In any case, Rust has already managed other language designers to take a look
into adopting such type systems ideas, in itself that is a big victory from
Rust community.

------
fluffything
> The only real drawback here is that there is some performance hit from
> boxing the futures – but I suspect it is negligible in almost all
> applications. I don’t think this would be true if we boxed the results of
> all async fns; there are many cases where async fns are used to create small
> combinators, and there the boxing costs might start to add up. But only
> boxing async fns that go through trait boundaries is very different.

In a situation like this:

    
    
        trait Foo { async fn foo(&self) -> Bar; } 
        trait Baz: Foo { async fn baz(&self) -> Meow { ...await self.foo() into a Meow ... }
    

you'll end up with boxes of boxes of boxes. It kinds of makes the feature
something for the outermost abstraction layer or you end up with boxes of
boxes of boxes.

> And of course it’s worth highlighting that most languages box all their
> futures, all of the time. =)

• Set of tasks:
1. According to the quoted passage in the thread on boxing Rust async functions, what do most languages do with their futures?
2. Continue the thread on boxing Rust async functions, starting after its final line.

• Provided material:
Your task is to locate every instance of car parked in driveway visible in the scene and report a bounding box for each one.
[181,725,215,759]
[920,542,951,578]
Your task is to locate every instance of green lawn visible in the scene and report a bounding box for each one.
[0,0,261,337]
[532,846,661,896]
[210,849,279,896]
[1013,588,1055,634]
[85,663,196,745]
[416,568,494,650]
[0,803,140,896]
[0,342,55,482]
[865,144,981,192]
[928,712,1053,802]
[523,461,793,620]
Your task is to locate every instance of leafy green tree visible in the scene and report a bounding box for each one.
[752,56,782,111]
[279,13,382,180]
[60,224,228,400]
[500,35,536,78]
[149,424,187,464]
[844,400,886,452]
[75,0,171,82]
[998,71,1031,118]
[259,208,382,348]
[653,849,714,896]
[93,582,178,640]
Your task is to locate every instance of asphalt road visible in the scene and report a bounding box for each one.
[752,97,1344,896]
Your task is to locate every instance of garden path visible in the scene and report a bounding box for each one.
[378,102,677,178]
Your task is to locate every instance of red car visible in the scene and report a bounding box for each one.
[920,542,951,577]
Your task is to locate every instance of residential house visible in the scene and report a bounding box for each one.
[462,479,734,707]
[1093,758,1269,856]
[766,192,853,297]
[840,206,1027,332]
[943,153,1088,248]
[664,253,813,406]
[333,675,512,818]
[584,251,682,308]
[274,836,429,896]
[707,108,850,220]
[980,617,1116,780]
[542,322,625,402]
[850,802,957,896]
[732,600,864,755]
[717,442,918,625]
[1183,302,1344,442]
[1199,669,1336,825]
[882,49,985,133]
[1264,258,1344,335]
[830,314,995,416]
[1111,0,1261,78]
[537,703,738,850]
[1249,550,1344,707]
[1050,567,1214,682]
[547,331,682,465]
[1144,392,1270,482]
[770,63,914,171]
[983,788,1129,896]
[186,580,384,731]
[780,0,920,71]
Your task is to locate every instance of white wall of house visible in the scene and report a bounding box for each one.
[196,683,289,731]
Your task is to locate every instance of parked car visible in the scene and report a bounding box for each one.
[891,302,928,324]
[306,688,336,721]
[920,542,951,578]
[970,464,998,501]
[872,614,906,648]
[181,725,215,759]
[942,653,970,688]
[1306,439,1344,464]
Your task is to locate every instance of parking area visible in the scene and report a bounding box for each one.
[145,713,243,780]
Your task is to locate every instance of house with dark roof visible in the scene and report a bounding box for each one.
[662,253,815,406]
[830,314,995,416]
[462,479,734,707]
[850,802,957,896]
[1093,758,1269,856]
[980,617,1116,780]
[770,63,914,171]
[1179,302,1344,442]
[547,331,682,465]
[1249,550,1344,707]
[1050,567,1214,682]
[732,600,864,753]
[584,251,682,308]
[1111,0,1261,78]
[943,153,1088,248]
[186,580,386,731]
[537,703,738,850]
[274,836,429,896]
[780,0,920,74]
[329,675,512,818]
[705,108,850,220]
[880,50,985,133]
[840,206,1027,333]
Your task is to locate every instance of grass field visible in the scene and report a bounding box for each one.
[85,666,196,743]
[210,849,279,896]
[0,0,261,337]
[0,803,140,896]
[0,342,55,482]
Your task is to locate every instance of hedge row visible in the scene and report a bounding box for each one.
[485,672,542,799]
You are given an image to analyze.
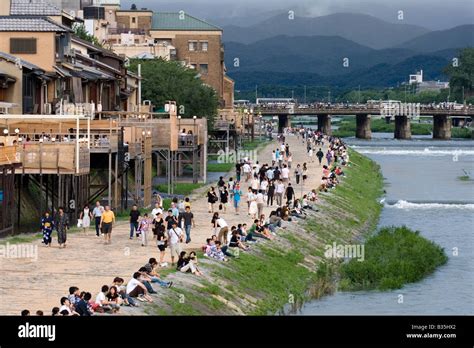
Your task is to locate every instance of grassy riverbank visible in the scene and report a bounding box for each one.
[339,226,448,290]
[146,151,382,315]
[333,119,472,139]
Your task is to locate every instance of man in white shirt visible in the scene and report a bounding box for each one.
[255,190,265,218]
[216,217,229,244]
[275,180,285,207]
[281,164,290,184]
[242,162,252,181]
[168,221,183,266]
[151,203,163,219]
[92,201,104,237]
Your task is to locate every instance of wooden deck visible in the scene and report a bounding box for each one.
[17,142,90,174]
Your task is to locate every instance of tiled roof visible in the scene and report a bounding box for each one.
[10,0,61,16]
[0,16,71,32]
[0,51,44,71]
[151,12,222,31]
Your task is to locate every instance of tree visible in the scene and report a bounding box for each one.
[444,47,474,98]
[72,23,102,47]
[130,58,218,129]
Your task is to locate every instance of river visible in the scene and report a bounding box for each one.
[300,133,474,315]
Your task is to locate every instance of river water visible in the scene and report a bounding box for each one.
[301,134,474,315]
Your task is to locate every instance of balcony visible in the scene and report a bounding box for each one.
[0,146,20,166]
[107,28,147,35]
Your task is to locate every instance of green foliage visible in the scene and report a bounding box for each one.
[334,118,433,137]
[154,182,204,195]
[72,23,102,47]
[130,58,218,129]
[451,127,474,139]
[340,226,448,290]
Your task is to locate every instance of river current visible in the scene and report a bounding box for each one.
[300,133,474,315]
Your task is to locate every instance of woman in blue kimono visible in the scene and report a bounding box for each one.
[41,212,53,246]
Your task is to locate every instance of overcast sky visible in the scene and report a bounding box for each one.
[121,0,474,29]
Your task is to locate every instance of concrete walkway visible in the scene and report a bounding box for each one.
[0,131,322,315]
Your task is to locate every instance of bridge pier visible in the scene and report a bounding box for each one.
[433,115,451,140]
[318,115,332,135]
[356,115,372,139]
[394,116,411,139]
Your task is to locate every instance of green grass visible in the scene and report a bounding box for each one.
[207,163,235,173]
[340,226,448,290]
[458,175,472,181]
[154,183,204,195]
[451,127,474,139]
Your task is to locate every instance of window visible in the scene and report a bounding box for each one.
[188,41,197,51]
[10,38,36,54]
[199,64,208,74]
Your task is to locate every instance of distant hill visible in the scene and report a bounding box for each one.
[223,13,429,49]
[397,24,474,52]
[225,36,422,75]
[229,55,449,90]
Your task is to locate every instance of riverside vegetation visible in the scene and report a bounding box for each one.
[145,151,383,315]
[340,226,448,290]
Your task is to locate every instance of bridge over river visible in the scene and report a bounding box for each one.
[253,104,474,139]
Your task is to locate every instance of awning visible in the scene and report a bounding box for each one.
[53,65,72,77]
[0,70,16,85]
[62,63,116,81]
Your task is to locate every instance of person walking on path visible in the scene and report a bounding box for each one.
[41,212,54,246]
[214,216,229,245]
[316,148,324,165]
[285,182,295,206]
[207,186,219,213]
[92,201,104,237]
[267,180,275,207]
[99,205,115,244]
[303,162,308,185]
[79,204,92,235]
[137,213,150,246]
[255,190,265,216]
[130,204,140,239]
[54,207,69,249]
[168,221,183,266]
[181,207,196,244]
[275,180,285,207]
[233,182,242,215]
[295,164,303,185]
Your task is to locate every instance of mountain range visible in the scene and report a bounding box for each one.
[224,13,474,89]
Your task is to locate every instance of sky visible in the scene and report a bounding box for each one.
[121,0,474,30]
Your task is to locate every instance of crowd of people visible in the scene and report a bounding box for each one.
[26,128,349,316]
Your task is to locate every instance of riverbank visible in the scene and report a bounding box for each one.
[0,137,382,315]
[139,151,383,315]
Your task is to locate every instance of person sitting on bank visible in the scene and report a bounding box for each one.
[177,251,202,276]
[143,257,173,288]
[126,272,153,302]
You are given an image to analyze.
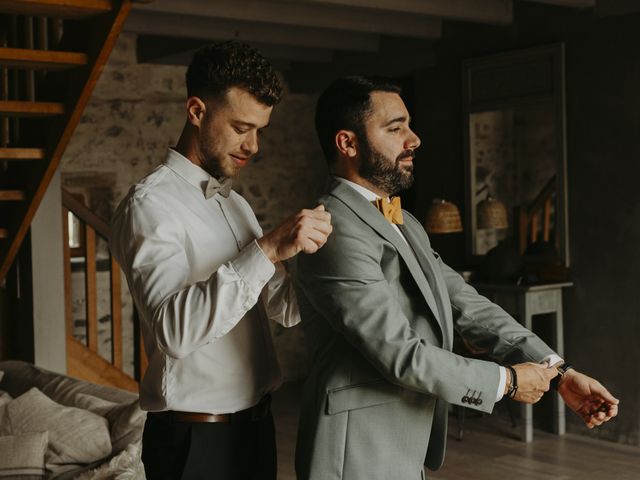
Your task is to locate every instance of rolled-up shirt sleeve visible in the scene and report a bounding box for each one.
[111,193,275,358]
[262,262,300,328]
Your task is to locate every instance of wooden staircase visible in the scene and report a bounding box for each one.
[0,0,137,390]
[0,0,131,284]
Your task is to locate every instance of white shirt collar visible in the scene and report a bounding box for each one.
[164,148,212,197]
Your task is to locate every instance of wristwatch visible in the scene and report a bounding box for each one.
[550,363,573,390]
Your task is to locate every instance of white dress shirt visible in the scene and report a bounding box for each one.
[335,177,563,401]
[110,150,300,414]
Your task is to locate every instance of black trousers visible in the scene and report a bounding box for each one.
[142,412,277,480]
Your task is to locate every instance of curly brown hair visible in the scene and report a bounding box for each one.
[187,41,282,106]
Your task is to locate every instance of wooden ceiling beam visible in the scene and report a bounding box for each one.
[124,9,380,52]
[288,0,513,24]
[134,0,442,38]
[524,0,596,8]
[137,35,333,65]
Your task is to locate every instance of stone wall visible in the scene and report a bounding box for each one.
[61,34,327,379]
[415,2,640,445]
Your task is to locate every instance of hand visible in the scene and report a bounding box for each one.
[558,369,620,428]
[258,205,332,263]
[505,363,558,403]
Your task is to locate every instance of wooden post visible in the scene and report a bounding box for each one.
[84,225,98,352]
[542,197,551,242]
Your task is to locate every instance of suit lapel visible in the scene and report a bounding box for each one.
[330,182,445,342]
[399,221,453,347]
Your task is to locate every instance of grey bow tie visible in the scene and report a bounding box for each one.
[204,177,231,200]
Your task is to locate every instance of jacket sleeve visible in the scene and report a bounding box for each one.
[433,252,555,365]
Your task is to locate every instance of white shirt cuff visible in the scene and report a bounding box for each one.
[231,240,276,293]
[496,366,507,402]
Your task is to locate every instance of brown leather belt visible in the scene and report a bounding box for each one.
[157,395,271,423]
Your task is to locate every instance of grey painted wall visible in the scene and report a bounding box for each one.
[415,2,640,445]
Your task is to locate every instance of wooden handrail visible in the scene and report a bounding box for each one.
[62,188,109,240]
[62,189,147,388]
[516,175,556,253]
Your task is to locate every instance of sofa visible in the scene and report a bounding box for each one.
[0,360,146,480]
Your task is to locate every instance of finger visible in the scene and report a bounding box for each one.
[544,368,559,380]
[308,220,333,235]
[296,229,327,250]
[591,382,620,405]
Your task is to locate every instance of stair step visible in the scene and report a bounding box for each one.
[0,100,64,117]
[0,148,44,160]
[0,190,26,202]
[0,47,87,70]
[0,0,111,18]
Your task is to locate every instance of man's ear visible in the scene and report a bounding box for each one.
[336,130,358,158]
[187,97,207,127]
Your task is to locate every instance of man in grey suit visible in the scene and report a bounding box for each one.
[296,77,618,480]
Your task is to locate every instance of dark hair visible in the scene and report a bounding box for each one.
[316,76,402,165]
[187,42,282,106]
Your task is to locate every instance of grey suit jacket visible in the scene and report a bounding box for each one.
[295,183,553,480]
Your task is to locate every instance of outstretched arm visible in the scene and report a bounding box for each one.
[558,369,620,428]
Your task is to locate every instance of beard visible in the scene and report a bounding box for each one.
[199,139,239,179]
[358,138,415,195]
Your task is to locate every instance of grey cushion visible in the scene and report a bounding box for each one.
[0,388,111,464]
[75,393,147,452]
[0,432,48,479]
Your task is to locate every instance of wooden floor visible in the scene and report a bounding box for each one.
[273,383,640,480]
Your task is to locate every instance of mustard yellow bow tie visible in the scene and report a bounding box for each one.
[373,197,404,225]
[204,177,231,200]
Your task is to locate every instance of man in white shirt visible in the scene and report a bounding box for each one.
[296,77,618,480]
[110,42,331,480]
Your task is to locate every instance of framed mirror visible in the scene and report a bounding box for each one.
[462,44,570,267]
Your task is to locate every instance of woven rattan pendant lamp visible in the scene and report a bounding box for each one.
[424,198,462,233]
[476,195,509,229]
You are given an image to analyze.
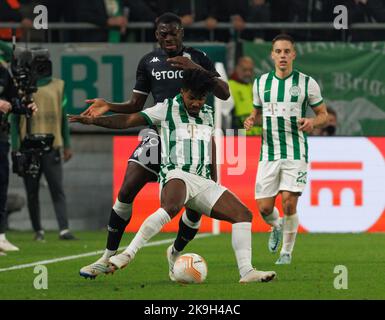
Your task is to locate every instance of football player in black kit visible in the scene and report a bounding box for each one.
[80,13,230,278]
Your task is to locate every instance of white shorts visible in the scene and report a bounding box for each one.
[160,169,227,216]
[255,159,307,199]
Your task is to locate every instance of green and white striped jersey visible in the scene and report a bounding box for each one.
[253,70,323,162]
[140,95,214,183]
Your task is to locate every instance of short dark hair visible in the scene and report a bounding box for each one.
[155,12,182,27]
[182,69,215,96]
[326,107,337,119]
[271,33,295,46]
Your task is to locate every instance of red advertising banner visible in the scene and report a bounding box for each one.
[113,136,385,232]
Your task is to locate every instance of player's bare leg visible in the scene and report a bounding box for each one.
[210,190,276,283]
[257,197,282,253]
[110,179,186,269]
[276,191,300,264]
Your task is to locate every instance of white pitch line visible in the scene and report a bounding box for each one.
[0,233,213,272]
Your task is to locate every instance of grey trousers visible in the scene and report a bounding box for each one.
[24,149,68,232]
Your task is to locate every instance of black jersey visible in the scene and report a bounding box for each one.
[134,47,219,103]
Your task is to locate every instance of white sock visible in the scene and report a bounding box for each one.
[261,207,280,228]
[231,222,253,277]
[281,213,299,254]
[124,208,171,258]
[102,249,117,261]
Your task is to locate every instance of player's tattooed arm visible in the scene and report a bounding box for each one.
[68,113,147,129]
[81,92,147,117]
[210,137,218,182]
[213,77,230,100]
[298,103,328,133]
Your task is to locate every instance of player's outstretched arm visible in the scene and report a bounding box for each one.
[210,137,218,182]
[68,113,147,129]
[81,92,147,117]
[298,103,328,133]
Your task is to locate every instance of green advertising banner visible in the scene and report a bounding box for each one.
[41,43,226,114]
[243,42,385,136]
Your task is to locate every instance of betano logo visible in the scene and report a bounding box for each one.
[298,138,385,232]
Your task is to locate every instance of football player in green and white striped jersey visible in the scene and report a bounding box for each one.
[69,69,276,283]
[244,34,327,264]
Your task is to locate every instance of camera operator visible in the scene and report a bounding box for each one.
[0,56,37,255]
[11,55,76,241]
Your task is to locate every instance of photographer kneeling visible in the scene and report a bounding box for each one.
[0,60,37,255]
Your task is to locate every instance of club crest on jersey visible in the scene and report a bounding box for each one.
[289,86,301,97]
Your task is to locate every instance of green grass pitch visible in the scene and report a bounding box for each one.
[0,232,385,300]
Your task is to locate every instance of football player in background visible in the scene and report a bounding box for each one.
[80,13,230,278]
[69,69,276,283]
[244,34,328,264]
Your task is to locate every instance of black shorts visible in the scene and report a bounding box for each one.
[128,130,161,181]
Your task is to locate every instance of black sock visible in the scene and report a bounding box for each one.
[107,209,131,251]
[174,217,199,252]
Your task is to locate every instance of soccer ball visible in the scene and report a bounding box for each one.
[173,253,207,283]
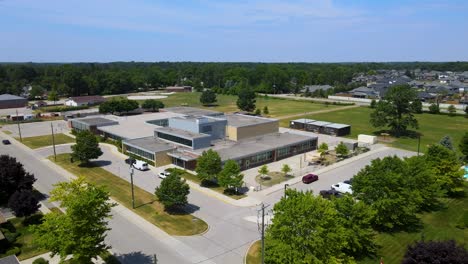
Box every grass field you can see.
[280,107,468,151]
[169,170,247,200]
[359,187,468,264]
[49,153,208,236]
[247,185,468,264]
[0,214,47,260]
[15,134,75,149]
[160,93,337,117]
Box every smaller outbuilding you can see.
[289,118,316,129]
[0,94,28,109]
[322,124,351,137]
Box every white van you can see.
[133,160,149,171]
[331,182,353,194]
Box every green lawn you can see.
[359,187,468,264]
[49,153,208,236]
[15,134,75,149]
[160,93,337,117]
[280,107,468,151]
[0,214,47,260]
[169,169,247,200]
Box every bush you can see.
[5,247,21,256]
[33,258,49,264]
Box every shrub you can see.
[33,258,49,264]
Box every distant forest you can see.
[0,62,468,96]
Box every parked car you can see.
[302,173,318,184]
[158,171,171,179]
[133,160,149,171]
[320,190,343,199]
[331,182,353,194]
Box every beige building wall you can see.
[154,150,172,167]
[226,121,279,141]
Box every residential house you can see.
[65,95,106,106]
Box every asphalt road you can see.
[0,135,190,264]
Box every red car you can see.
[302,174,318,184]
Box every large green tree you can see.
[237,87,256,112]
[0,155,36,205]
[265,190,352,264]
[424,144,463,195]
[218,160,244,192]
[155,170,190,211]
[352,156,440,230]
[33,177,115,263]
[71,130,102,164]
[200,89,216,105]
[195,149,222,184]
[370,85,418,137]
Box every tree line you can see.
[0,62,468,96]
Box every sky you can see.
[0,0,468,62]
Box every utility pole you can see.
[130,162,135,209]
[16,110,23,142]
[50,123,57,161]
[260,203,269,264]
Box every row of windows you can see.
[157,132,193,147]
[126,145,154,160]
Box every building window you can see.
[157,132,193,147]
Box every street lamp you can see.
[284,183,289,198]
[129,158,135,209]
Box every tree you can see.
[352,156,440,230]
[141,99,164,112]
[0,155,36,204]
[447,105,457,116]
[281,164,292,176]
[458,132,468,161]
[265,190,351,264]
[410,99,423,114]
[429,104,440,114]
[370,99,377,109]
[237,87,256,112]
[200,90,217,105]
[71,130,102,164]
[332,195,377,258]
[401,240,468,264]
[335,142,349,157]
[258,165,270,178]
[195,149,222,183]
[370,85,418,137]
[33,177,115,263]
[439,136,455,150]
[424,144,463,195]
[155,170,190,211]
[47,90,59,105]
[218,160,244,192]
[8,190,41,217]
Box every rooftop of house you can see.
[70,95,106,103]
[225,114,278,127]
[0,94,26,101]
[123,136,175,153]
[154,127,210,139]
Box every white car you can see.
[331,182,353,194]
[158,171,171,179]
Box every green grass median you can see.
[49,153,208,236]
[15,134,75,149]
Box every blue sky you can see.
[0,0,468,62]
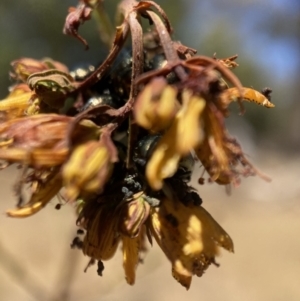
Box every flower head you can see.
[0,0,274,289]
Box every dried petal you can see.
[6,169,62,218]
[150,199,233,289]
[122,236,140,285]
[146,94,205,190]
[119,192,150,238]
[77,201,120,260]
[63,141,113,201]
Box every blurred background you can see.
[0,0,300,301]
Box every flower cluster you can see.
[0,0,274,289]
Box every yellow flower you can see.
[150,198,233,289]
[6,168,62,218]
[0,114,99,167]
[62,141,113,201]
[146,91,205,190]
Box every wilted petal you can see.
[146,92,205,190]
[6,169,62,218]
[77,201,120,260]
[63,141,113,201]
[122,236,140,285]
[150,199,233,289]
[0,114,99,167]
[119,192,150,238]
[0,84,33,121]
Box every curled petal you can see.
[122,236,140,285]
[63,141,113,201]
[77,201,120,260]
[150,199,233,289]
[119,192,150,238]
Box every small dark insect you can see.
[54,203,61,210]
[70,64,95,82]
[63,3,92,49]
[71,236,83,250]
[97,260,104,276]
[261,87,272,101]
[77,229,84,235]
[165,213,178,228]
[81,90,119,111]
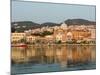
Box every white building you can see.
[11,32,26,42]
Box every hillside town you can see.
[11,23,96,44]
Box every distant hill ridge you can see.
[11,19,96,32]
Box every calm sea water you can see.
[11,45,96,74]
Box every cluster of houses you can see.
[11,23,96,43]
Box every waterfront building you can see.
[26,35,36,43]
[11,32,26,42]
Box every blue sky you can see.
[11,1,96,23]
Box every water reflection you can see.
[11,45,96,67]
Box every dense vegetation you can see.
[11,19,96,32]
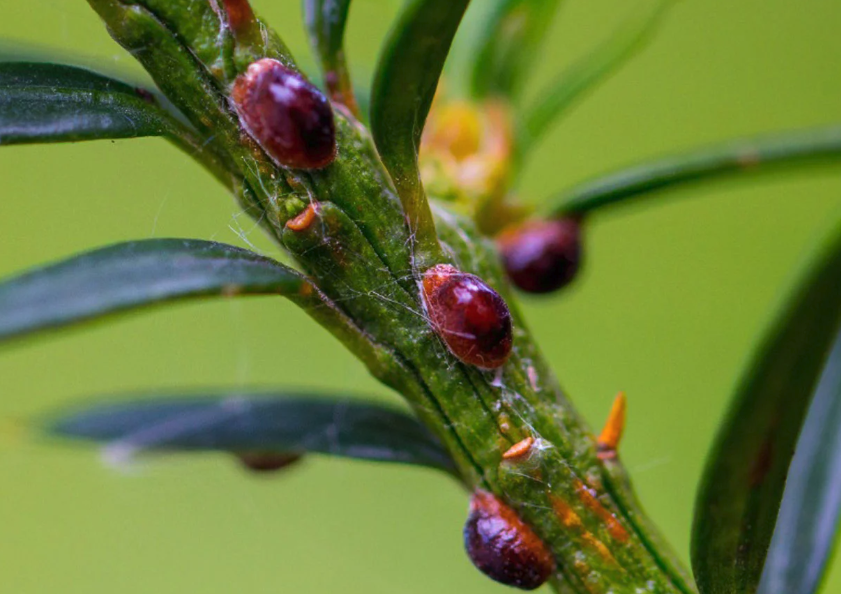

• Answers given:
1. They box all their futures, all of the time.

2.
It's also worth highlighting that most of those languages (1) have a GC that
makes boxing a much cheaper operation than in Rust, and (2) those languages
aren't advertised as "low-level" languages and that justifies implicit boxing
as a trade-off.

\---

I feel that async shouldn't really be special but rather just build on other
features that stand on its own. GATs and impl Trait in Traits seem reasonable.
But being able to do dynamic dispatch on trait methods that return a type that
isn't `Sized` seems like a tough problem to solve, and the blog post didn't
managed to convince me that implicit boxing is the right approach here.
AFAICT, we need either some kind of boxing, or better support for unsized
rvalues or similar. I think I would be more comfortable with "sugar" for
boxing if the caller of the trait method were in control of where exactly the
result is allocated (not necessarily a Box), but that calls for some kind of
placement syntax.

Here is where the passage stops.